__Work request__
Exact copy without images: repeat every entry as written.

________________

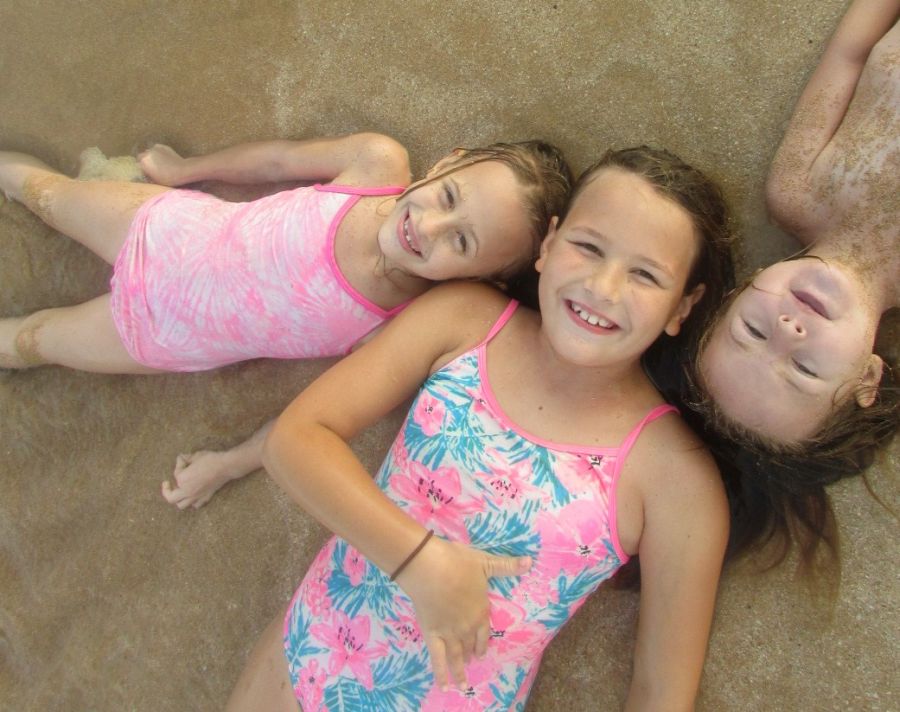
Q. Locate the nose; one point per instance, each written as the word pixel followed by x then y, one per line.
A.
pixel 790 327
pixel 605 282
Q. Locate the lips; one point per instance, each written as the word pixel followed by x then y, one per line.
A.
pixel 590 320
pixel 406 236
pixel 811 302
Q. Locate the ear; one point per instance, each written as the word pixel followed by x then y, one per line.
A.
pixel 685 304
pixel 867 390
pixel 545 243
pixel 445 163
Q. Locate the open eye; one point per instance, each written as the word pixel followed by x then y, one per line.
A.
pixel 806 371
pixel 590 248
pixel 754 332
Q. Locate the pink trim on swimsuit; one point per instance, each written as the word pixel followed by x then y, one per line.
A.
pixel 332 233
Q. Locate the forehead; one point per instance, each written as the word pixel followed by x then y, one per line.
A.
pixel 492 202
pixel 623 204
pixel 750 390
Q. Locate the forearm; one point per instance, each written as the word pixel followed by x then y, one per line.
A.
pixel 259 162
pixel 318 471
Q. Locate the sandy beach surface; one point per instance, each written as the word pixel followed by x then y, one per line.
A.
pixel 110 599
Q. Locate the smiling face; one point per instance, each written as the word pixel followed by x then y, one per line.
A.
pixel 790 348
pixel 467 223
pixel 613 274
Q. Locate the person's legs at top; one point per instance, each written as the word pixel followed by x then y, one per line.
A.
pixel 97 214
pixel 81 336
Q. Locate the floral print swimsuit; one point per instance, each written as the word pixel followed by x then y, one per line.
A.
pixel 201 282
pixel 459 466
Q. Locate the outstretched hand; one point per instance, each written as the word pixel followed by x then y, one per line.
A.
pixel 448 585
pixel 162 165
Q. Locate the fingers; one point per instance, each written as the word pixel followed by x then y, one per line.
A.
pixel 438 655
pixel 456 661
pixel 448 661
pixel 482 635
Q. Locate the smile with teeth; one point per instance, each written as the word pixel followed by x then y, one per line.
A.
pixel 408 239
pixel 590 318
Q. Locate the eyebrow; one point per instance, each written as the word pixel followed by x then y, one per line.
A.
pixel 643 258
pixel 460 199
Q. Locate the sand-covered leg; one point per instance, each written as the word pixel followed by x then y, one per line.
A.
pixel 97 214
pixel 81 336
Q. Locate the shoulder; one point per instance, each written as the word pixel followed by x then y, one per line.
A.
pixel 673 470
pixel 376 160
pixel 456 315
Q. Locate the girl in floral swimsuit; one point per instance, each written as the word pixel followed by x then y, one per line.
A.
pixel 538 453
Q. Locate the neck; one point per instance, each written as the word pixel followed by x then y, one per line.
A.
pixel 588 383
pixel 876 265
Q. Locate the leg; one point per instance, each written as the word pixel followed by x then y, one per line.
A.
pixel 95 213
pixel 82 337
pixel 265 683
pixel 817 117
pixel 198 476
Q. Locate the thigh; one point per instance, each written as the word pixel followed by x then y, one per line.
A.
pixel 82 336
pixel 98 214
pixel 265 683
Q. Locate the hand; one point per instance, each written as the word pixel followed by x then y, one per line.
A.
pixel 162 165
pixel 197 476
pixel 448 585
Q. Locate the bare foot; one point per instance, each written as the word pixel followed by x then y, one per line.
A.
pixel 198 476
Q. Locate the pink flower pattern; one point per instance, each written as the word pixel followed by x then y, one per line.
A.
pixel 429 414
pixel 348 640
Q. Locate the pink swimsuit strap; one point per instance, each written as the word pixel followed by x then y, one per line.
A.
pixel 359 190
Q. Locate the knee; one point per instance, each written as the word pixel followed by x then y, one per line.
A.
pixel 27 341
pixel 39 193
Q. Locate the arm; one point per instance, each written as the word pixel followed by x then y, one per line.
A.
pixel 820 111
pixel 358 158
pixel 681 551
pixel 308 455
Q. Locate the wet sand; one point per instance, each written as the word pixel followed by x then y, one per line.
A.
pixel 112 600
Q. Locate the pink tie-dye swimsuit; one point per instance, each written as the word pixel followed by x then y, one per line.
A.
pixel 459 466
pixel 201 282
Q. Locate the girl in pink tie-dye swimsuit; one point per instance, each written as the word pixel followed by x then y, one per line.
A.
pixel 200 282
pixel 536 459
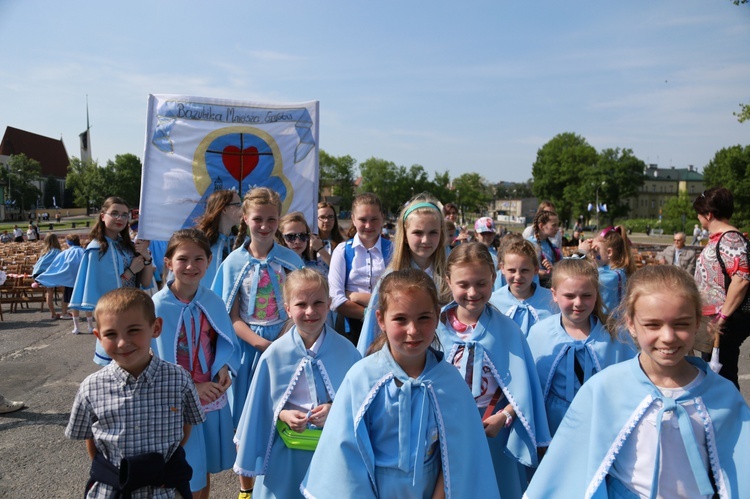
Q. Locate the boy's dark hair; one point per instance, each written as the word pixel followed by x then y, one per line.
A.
pixel 119 300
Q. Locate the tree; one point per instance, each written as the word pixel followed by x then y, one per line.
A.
pixel 730 167
pixel 619 175
pixel 20 177
pixel 379 177
pixel 339 172
pixel 88 182
pixel 558 168
pixel 124 176
pixel 473 192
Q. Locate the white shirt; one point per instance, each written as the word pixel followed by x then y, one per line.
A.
pixel 635 462
pixel 367 267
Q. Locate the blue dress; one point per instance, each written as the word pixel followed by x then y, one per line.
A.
pixel 499 346
pixel 232 272
pixel 564 364
pixel 528 312
pixel 261 453
pixel 210 447
pixel 609 407
pixel 63 269
pixel 430 424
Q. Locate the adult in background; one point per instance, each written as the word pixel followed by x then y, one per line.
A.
pixel 721 302
pixel 678 254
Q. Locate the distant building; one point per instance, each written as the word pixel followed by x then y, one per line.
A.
pixel 662 184
pixel 50 153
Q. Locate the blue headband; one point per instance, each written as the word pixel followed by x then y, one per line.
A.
pixel 420 205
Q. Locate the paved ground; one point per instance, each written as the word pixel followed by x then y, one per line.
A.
pixel 42 364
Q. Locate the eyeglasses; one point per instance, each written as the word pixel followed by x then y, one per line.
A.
pixel 293 236
pixel 118 216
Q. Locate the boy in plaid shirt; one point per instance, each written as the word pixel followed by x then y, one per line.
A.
pixel 135 413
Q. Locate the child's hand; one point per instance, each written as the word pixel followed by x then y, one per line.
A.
pixel 223 379
pixel 209 391
pixel 493 424
pixel 297 420
pixel 319 415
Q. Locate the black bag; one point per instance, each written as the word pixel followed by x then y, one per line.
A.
pixel 743 311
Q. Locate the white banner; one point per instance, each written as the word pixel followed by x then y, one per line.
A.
pixel 196 145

________________

__Output below__
Q. Locate the nose; one point per instance, each written as the word pixel followed by x then y, one per line.
A.
pixel 790 327
pixel 605 282
Q. Locate the lips; one point per instance, each written as the word pixel followed by x then y, one per line.
A.
pixel 590 320
pixel 406 236
pixel 811 302
Q. Locate the ear; one point per instance, each written as the word pixel followed by x then y, one per line.
A.
pixel 685 304
pixel 867 390
pixel 545 243
pixel 445 163
Q. Locate the open eye; one point per instance, each written as the word pixel followed by x then y, one per line.
A.
pixel 806 371
pixel 590 248
pixel 754 332
Q. Locate the pink trim on swimsuit; one point per instance, each written as the word pixel followed by x then y, one per line.
A.
pixel 332 233
Q. Locate the forehead; one point per instance, each written as the word pixel followed by x then y, one per line.
A.
pixel 492 202
pixel 623 204
pixel 750 390
Q. Locate the forearm; one point per instance, each written as the word pixel followed by x then y, one per line.
A.
pixel 259 162
pixel 318 471
Q. Locate the sandy beach surface; one point per instance, each written as the word pixel followed by x then y, one per line.
A.
pixel 110 599
Q. Locate the smiling face; one point per instance, each written as the word pixel followed by x then y, one per line.
A.
pixel 790 348
pixel 467 223
pixel 613 274
Q. Locate the person's legs at top; one point per instance, each written as the word pixel followed by x then y, one per line.
A.
pixel 97 214
pixel 81 336
Q. Locate the floral print swimsuit; one point per instance, each written as the word pixel followed by x then y, one per line.
A.
pixel 201 282
pixel 459 466
Q. Locate the outstretched hand; one point per instance, each written as the word pixel followed by x then y, one per line.
A.
pixel 448 585
pixel 162 165
Q. Locate the fingers; one point per instance, each written as the word pixel followed by x then y, one per line.
A.
pixel 438 655
pixel 456 661
pixel 448 661
pixel 482 635
Q. Locate the smile with teeth; one point per instance, each written as the word pixel followed by x then y, one per line.
A.
pixel 408 239
pixel 590 318
Q. Locate the eyebrow; one point per instance, each written as the word pixel followed by x then y, one per line.
A.
pixel 643 258
pixel 460 199
Q. Locate the sand-covered leg; one point per instance, each written as the word pixel followed by x then y, one per line.
A.
pixel 97 214
pixel 81 336
Q. Locate the shoulder; one point per instance, each written as the word pixel followed by x then y, one per line.
A.
pixel 673 470
pixel 376 160
pixel 456 315
Q. Locate the girl in floral swimsuit; one point per instance, each written as the word pixel followed by x then y, one per line.
A.
pixel 538 453
Q. Locate the neck; one point per instance, each written as the word pixel followed by x then y, one per line.
A.
pixel 588 383
pixel 876 265
Q. Locate the leg; one point per instance, each written as the word pixel followed by x then y, one per line.
A.
pixel 95 213
pixel 82 337
pixel 265 683
pixel 817 117
pixel 198 476
Q. Locate the thigh; one point per instance, each written as the word pixel followed by x then y, one per line.
A.
pixel 82 336
pixel 98 214
pixel 265 683
Q. Locate the hand; one point per instance, each written as the word pixel followed by x then y, one per line.
A.
pixel 162 165
pixel 197 476
pixel 448 585
Q. Locate the bare foot; one point per instance, each written as the word pixel followed by x then y, one per line.
A.
pixel 198 476
Q. Locate the pink flower pattern; one point per instance, each written as the word pixel followed by x then y, one per line.
A.
pixel 429 414
pixel 348 640
Q. Locate the pink swimsuit strap; one point per instance, each written as the word pixel followed by x then y, one per line.
A.
pixel 359 190
Q. Locate the knee; one point per instance, each written as the word pixel followed by x then y, one per line.
A.
pixel 27 341
pixel 39 193
Q. Locate the arm; one point per instance, each written as the word pixel followed by x then y, one per line.
A.
pixel 820 111
pixel 358 158
pixel 681 551
pixel 308 455
Q. Locate the wet sand; one point per instance, each written as the word pixel followed by x then y, one per line.
A.
pixel 112 600
Q. Locate the pink tie-dye swimsuit; one point per instance, each written as the word pixel followed by x then y, one per line.
A.
pixel 459 466
pixel 201 282
Q. Locate the girl in pink tie-dye swimsuit; one point per instance, each written as the word pixel followed by x then y, one per line.
A.
pixel 200 282
pixel 536 459
Q. Locate the boy's dark hair; one point per instance, each written as the word pixel followed by x then y, one per line.
A.
pixel 119 300
Q. Locate the tree; one point per instance, each written as the word pixel followed by x then y, one per line.
A.
pixel 730 167
pixel 619 175
pixel 20 177
pixel 379 177
pixel 339 172
pixel 88 182
pixel 558 168
pixel 124 176
pixel 473 192
Q. Locate the white shirt; one point per instance, each written as the word pixel followed by x then y, one per line.
A.
pixel 635 462
pixel 367 267
Q. Locate the blue dress; one point per instance, each written as the word pixel followed by x then y, one per line.
A.
pixel 499 346
pixel 232 272
pixel 564 364
pixel 528 312
pixel 261 453
pixel 210 447
pixel 609 407
pixel 63 269
pixel 430 424
Q. Locate the adult in background; one point per instance, each written as the word pixel followed by x then y, one per line.
A.
pixel 721 302
pixel 678 254
Q. Locate the distant building; one point per instance, each written as the word pixel followed by x then y, one per line.
A.
pixel 662 184
pixel 50 153
Q. Locate the blue headband; one point per instance, each written as the word pixel followed by x then y, one per line.
A.
pixel 420 205
Q. Locate the paved ground; one point per instance, each written as the word pixel followed by x then y, one per line.
A.
pixel 42 364
Q. Locate the eyeglasses; one point per instance, each written as the word pixel followed by x then y, one per line.
A.
pixel 293 236
pixel 118 216
Q. Locate the boy in plaid shirt; one point per instance, each written as the word pixel followed by x then y, one per line.
A.
pixel 135 413
Q. Locate the child's hand; one point per instance, each written as the word pixel followed by x then y, one per line.
A.
pixel 223 379
pixel 209 391
pixel 493 424
pixel 297 420
pixel 319 415
Q. Locate the black bag; one point per instance, each written as the word pixel followed by x then y, one per line.
A.
pixel 743 311
Q. Locate the white banner; one point per instance, each written as the word pixel followed by x then y, one per line.
A.
pixel 196 145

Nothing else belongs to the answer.